- _Material for this task_
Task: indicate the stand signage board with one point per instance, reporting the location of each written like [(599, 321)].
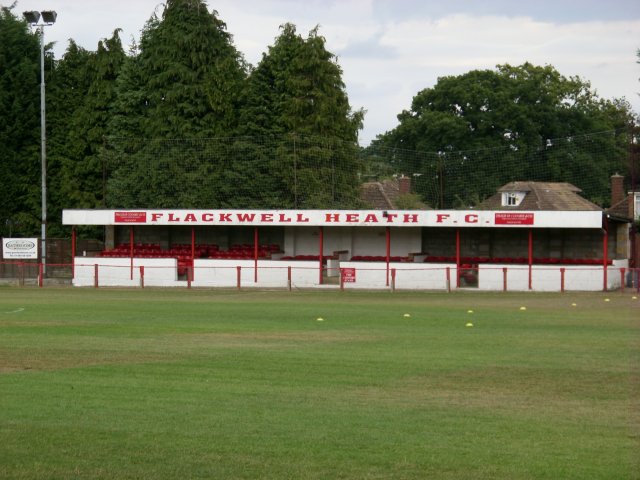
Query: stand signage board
[(20, 248), (349, 275)]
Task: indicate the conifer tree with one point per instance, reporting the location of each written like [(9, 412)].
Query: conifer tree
[(20, 161), (183, 83), (296, 98)]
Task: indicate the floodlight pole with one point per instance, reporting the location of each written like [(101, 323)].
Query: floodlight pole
[(48, 18), (43, 149)]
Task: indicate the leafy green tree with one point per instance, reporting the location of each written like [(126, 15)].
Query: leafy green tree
[(81, 94), (20, 161), (296, 98), (183, 83), (485, 128)]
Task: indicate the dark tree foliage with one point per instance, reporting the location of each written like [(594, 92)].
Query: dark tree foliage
[(486, 128), (20, 162), (295, 97), (184, 83), (82, 92)]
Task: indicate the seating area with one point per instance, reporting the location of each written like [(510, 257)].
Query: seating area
[(468, 261), (377, 258), (183, 251)]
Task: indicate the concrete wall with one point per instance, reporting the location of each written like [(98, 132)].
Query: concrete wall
[(162, 272), (116, 272), (271, 273), (408, 276)]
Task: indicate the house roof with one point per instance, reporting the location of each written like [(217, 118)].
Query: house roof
[(623, 208), (381, 195), (556, 196)]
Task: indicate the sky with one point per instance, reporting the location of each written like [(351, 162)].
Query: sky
[(389, 50)]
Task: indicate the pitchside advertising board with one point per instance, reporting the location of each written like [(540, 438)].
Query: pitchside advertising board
[(338, 218), (19, 248)]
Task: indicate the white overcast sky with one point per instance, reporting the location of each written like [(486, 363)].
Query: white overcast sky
[(389, 50)]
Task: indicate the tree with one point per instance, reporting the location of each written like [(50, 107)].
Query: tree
[(20, 163), (81, 94), (295, 97), (183, 83), (485, 128)]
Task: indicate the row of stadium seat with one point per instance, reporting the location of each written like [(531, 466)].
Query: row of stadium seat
[(377, 258)]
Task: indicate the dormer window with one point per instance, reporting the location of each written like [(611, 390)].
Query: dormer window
[(512, 199)]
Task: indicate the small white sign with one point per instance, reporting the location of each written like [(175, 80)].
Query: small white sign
[(19, 248)]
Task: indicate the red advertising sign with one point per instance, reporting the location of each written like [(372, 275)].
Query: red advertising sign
[(130, 217), (514, 218), (348, 275)]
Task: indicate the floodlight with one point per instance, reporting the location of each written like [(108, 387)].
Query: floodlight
[(32, 17), (49, 16)]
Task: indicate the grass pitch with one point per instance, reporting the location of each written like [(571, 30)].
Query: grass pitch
[(153, 384)]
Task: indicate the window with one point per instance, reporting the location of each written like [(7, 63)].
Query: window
[(512, 199)]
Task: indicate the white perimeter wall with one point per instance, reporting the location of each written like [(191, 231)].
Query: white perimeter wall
[(162, 272)]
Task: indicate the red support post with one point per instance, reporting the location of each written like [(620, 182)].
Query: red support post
[(73, 252), (388, 250), (448, 270), (131, 239), (605, 252), (393, 279), (457, 258), (256, 241), (530, 259), (191, 271), (320, 256), (504, 279)]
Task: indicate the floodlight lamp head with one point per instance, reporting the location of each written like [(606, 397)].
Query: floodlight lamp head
[(49, 16), (32, 17)]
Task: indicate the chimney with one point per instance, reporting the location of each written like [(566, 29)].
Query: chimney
[(617, 189), (404, 185)]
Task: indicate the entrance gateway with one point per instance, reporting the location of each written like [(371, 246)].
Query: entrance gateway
[(406, 249)]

- _Task objective_
The output should consist only of the lines from the one with "Task: indicate the white perimeter" through the final line of the records above, exactly.

- _Exercise answer_
Task: indicate the white perimeter wall with one point per instance, reporting the location of each written like [(191, 231)].
Query: white perimeter wall
[(162, 272)]
Task: indicate the red support post with one point per instance, reporting the location of each written like [(620, 182)].
Query: red support post
[(73, 252), (388, 250), (448, 270), (131, 239), (605, 252), (393, 279), (457, 258), (256, 241), (530, 259), (191, 271), (320, 256), (504, 279)]
Task: indicate the floodlight lamp head with one point per instance, reporting the location of each written like [(606, 397)].
Query: floodlight lamp head
[(49, 16), (32, 17)]
Task: indicate the chimney with one point per instance, reporting the location of each written like [(566, 29)].
Query: chimney
[(617, 189), (404, 185)]
Task: indicate the entrance gateway with one point per instance, reporting the location of each written like [(371, 246)].
Query: entrance gateway
[(406, 249)]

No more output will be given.